(Work task)
In the passage below about a first semester of college, list every behavior the writer names in the two sentences beginning "I retreated into myself."

(Source passage)
======
The first semester of college was one of the most difficult times in my life. It was a hard adjustment socially, I was very withdrawn and not my typical self. The worst part was cross country season wasn’t going well at all. I was running more slowly than I did in high school.
I struggled to find the drive to go to practice and constantly wanted to give up. I was one of the slowest people on my team and it seemed that I got slower each week. I retreated into myself, rarely talking and skipping runs. I stopped smiling and cracking corny jokes. I believed that Dad would be disappointed in me because of my slow times.
I was so relieved when the grueling cross country season finally ended. Although I was still frustrated with running, I made the difficult decision of opening up to my teammates, which created a stronger sense of belonging as they in turn shared their struggles. I still hated myself and my lack of motivation for running, but I had at least begun to build another support system away from home. However, I constantly felt like I was letting my Dad down because my race times were so slow.
======
(Data excerpts)
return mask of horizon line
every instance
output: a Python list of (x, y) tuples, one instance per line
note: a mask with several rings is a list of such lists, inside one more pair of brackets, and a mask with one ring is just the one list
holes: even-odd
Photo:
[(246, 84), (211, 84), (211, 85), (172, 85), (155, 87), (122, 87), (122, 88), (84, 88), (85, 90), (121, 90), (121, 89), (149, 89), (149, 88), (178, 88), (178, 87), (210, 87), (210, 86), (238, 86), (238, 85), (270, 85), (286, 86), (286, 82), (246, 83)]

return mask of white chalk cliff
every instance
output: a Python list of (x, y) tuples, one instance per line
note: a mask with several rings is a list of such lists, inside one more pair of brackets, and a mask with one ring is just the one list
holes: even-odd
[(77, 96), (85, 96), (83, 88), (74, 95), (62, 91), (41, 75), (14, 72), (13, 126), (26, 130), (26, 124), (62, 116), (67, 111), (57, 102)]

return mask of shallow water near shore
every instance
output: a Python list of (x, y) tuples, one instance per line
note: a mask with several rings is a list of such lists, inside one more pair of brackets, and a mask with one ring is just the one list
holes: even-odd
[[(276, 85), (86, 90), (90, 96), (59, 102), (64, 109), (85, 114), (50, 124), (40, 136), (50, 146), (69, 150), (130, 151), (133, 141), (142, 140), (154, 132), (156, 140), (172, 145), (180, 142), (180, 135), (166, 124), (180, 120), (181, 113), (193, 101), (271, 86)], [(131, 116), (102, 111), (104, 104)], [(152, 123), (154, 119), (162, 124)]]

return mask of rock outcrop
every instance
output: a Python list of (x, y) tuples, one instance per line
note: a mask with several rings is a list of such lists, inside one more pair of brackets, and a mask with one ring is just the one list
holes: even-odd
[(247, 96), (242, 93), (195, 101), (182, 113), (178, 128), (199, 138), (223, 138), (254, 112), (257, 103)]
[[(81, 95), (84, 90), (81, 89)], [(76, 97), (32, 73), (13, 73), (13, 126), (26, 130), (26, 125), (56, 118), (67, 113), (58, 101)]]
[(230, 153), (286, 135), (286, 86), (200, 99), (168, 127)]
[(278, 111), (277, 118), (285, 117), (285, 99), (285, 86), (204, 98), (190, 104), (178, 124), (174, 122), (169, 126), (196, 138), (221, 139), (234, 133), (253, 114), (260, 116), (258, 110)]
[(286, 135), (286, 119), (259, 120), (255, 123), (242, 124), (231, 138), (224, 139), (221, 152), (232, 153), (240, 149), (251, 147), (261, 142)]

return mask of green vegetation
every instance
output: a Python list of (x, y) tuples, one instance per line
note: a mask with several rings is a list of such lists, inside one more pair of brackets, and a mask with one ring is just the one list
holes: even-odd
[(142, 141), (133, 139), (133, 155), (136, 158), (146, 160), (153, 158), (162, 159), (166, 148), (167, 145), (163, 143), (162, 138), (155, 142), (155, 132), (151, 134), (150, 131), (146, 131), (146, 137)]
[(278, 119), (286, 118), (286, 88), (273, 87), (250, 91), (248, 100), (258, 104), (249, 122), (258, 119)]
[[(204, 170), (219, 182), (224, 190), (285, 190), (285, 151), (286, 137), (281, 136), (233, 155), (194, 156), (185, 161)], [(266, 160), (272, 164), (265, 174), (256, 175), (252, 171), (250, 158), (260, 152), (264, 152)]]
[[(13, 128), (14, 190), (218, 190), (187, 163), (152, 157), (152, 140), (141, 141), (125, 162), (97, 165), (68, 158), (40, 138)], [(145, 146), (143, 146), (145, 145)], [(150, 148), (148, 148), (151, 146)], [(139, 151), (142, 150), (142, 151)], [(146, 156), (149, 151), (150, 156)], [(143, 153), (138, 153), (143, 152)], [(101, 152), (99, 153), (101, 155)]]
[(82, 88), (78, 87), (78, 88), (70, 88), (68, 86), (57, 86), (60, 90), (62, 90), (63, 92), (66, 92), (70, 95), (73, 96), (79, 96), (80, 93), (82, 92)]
======
(Exercise solution)
- Retreating into myself
- Rarely talking
- Skipping runs
- Stopping smiling
- Stopping cracking corny jokes